Count the lines below that contain the word "blue", and reply with that number alone.

---------- EXCERPTED RECORDS ----------

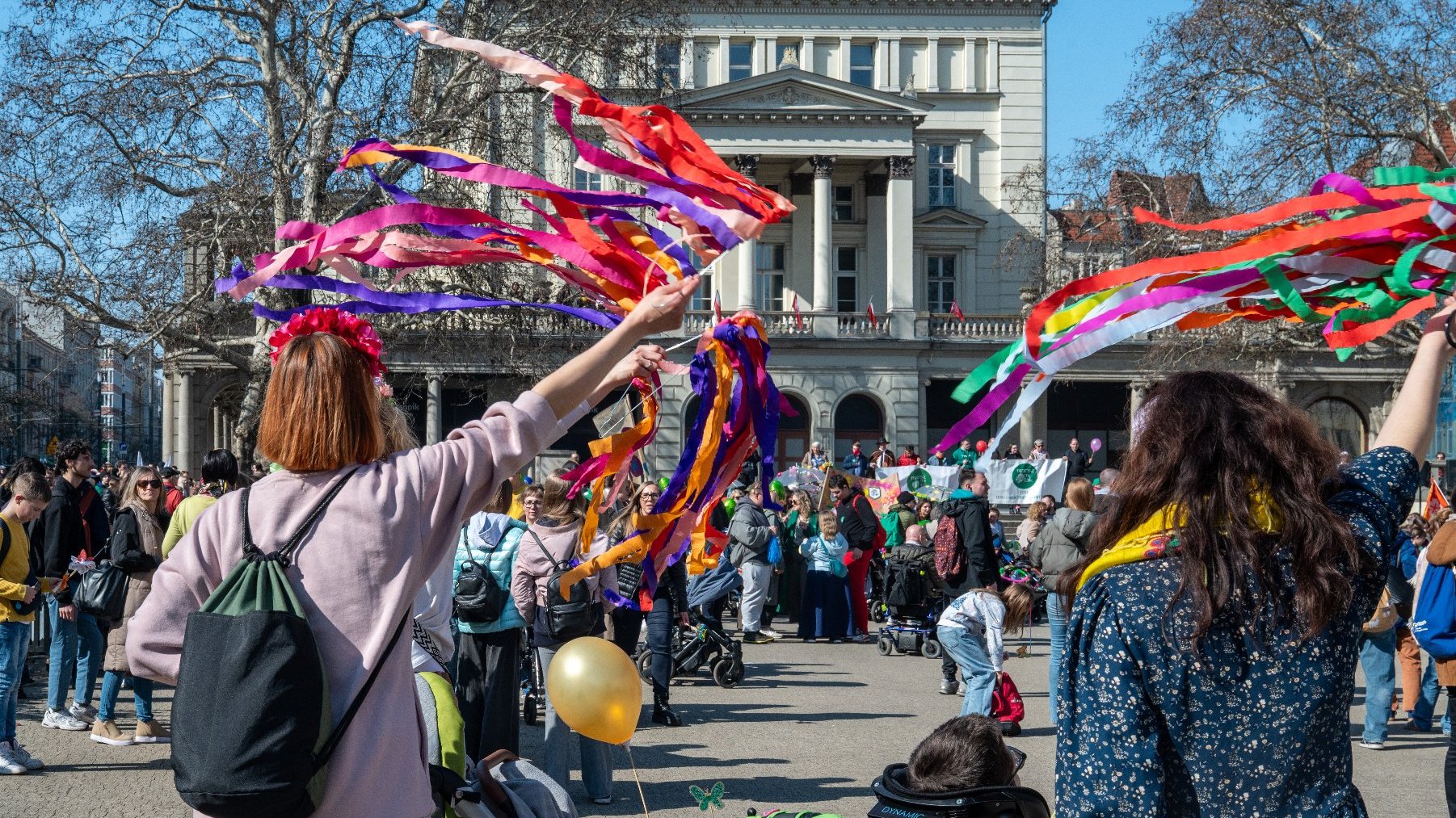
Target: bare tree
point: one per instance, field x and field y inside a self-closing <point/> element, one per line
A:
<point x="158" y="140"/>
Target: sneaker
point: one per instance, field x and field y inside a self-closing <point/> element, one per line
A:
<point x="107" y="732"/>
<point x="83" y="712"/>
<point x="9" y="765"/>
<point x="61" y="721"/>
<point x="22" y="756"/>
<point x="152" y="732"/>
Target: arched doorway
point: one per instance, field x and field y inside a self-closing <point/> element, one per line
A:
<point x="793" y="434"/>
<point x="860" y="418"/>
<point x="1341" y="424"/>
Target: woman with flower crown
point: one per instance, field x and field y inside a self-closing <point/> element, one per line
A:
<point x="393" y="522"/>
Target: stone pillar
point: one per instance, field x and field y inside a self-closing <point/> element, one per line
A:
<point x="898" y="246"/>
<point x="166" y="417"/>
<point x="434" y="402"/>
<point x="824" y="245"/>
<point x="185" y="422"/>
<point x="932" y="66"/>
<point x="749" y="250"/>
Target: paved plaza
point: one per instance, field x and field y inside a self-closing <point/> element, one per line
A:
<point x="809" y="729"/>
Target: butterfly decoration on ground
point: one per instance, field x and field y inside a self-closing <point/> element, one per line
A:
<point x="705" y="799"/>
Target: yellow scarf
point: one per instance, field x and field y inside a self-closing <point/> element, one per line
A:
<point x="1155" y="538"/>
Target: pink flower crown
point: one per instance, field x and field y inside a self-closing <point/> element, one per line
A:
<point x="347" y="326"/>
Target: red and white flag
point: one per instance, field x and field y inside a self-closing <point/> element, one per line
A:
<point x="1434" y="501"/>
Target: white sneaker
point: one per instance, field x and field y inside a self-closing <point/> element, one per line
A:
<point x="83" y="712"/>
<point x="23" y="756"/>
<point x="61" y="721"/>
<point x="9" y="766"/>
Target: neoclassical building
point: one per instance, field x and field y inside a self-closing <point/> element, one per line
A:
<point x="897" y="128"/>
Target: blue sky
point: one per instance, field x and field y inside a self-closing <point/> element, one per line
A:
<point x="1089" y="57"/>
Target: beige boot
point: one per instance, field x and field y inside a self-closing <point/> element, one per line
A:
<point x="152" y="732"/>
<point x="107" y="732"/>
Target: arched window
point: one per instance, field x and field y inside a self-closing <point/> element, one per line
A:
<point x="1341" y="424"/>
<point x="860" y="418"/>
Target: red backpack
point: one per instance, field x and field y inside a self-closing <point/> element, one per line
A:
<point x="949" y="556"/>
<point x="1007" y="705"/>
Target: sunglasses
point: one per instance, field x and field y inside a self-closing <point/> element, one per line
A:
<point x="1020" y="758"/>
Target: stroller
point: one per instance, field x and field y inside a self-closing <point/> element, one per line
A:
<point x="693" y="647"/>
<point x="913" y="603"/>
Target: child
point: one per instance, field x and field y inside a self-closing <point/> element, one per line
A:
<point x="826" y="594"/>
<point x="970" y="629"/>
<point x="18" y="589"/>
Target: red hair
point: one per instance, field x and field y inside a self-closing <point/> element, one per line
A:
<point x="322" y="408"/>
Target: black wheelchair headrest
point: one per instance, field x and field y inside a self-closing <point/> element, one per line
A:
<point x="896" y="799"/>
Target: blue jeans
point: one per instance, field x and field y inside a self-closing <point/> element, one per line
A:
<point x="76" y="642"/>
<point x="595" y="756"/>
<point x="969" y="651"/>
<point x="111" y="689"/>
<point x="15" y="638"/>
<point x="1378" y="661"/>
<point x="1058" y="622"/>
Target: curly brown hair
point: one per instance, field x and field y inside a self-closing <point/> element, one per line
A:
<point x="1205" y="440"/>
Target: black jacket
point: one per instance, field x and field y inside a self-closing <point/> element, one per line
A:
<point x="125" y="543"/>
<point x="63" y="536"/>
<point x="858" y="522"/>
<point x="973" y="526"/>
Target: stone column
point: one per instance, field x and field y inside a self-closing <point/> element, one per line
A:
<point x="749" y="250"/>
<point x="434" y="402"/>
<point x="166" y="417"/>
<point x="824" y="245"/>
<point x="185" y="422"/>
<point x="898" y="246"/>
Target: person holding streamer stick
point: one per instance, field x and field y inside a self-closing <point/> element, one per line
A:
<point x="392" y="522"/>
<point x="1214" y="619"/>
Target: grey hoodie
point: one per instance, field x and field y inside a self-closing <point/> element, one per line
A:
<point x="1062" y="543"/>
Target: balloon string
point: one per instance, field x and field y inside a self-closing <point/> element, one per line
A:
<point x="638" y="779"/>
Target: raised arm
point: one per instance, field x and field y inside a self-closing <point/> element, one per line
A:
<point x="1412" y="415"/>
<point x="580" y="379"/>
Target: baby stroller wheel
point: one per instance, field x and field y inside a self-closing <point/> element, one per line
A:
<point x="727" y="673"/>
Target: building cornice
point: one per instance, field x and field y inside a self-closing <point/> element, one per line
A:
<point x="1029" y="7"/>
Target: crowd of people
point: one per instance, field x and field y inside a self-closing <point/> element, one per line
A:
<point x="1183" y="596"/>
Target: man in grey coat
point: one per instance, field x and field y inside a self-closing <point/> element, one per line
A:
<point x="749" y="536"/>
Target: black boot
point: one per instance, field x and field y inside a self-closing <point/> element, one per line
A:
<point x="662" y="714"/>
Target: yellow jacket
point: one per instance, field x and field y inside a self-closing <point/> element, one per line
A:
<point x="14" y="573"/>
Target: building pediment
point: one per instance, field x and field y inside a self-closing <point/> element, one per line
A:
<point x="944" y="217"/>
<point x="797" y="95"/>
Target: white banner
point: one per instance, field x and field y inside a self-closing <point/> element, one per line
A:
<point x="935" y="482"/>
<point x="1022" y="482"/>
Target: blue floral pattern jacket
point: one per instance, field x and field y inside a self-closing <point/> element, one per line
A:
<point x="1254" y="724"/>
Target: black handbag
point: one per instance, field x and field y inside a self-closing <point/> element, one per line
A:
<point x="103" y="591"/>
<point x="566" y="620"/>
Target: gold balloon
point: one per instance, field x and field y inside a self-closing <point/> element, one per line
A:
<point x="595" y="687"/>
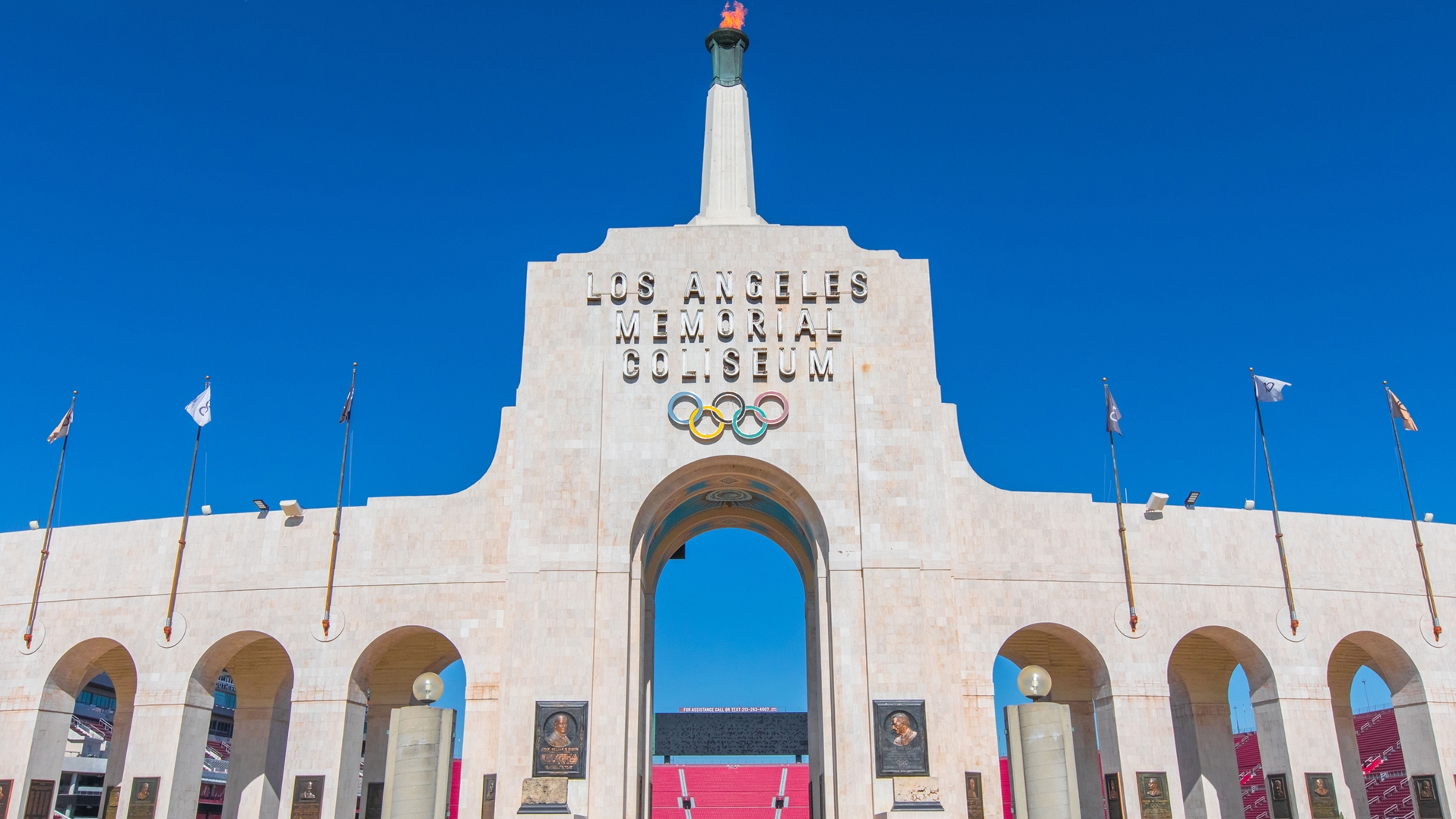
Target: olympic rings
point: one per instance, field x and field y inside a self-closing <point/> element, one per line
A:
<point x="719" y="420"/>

----------
---------- EXCERPTED RECORDS ----------

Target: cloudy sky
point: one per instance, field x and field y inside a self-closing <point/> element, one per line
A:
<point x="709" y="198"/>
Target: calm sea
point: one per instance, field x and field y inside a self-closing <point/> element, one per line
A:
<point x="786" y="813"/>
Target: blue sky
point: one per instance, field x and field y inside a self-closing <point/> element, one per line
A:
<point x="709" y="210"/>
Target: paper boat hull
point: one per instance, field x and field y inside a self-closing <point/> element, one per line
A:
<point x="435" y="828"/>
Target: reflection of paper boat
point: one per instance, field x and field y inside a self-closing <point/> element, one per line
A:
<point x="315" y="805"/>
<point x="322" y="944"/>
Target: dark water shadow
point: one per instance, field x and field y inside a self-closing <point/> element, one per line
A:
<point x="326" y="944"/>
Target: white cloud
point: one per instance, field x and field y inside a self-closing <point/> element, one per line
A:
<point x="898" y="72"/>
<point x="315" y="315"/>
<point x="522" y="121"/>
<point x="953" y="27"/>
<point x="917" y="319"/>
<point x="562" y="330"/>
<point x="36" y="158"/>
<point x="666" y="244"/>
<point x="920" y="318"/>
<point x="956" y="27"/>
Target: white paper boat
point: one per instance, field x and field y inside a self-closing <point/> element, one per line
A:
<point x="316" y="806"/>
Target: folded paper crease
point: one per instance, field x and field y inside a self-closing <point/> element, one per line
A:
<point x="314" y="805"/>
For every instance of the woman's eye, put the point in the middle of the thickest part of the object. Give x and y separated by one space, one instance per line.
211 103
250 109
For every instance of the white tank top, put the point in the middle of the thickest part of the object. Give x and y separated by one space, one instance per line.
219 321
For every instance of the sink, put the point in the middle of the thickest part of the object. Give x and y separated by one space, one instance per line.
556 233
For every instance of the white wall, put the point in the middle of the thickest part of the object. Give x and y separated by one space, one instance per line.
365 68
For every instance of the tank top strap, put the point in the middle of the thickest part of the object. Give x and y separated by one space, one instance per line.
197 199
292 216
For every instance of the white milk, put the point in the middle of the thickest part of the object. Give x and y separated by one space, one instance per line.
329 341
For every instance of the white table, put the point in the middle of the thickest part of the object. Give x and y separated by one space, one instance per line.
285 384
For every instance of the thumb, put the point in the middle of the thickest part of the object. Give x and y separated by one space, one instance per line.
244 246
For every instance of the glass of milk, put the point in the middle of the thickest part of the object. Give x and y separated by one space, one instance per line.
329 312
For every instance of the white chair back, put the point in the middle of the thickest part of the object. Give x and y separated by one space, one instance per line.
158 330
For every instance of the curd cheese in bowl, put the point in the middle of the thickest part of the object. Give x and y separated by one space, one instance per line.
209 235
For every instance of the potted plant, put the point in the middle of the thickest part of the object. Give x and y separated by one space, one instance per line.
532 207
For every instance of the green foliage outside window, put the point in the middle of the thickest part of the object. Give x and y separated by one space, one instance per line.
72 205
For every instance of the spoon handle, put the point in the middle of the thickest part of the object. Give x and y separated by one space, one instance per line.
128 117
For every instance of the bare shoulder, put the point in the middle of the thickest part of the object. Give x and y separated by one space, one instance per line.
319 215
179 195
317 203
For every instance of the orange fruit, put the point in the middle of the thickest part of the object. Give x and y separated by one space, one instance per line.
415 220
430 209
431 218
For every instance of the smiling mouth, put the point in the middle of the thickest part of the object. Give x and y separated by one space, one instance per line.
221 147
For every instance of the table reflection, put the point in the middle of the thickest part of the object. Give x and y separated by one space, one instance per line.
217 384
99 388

----------

• **RESULT OF THE TASK**
4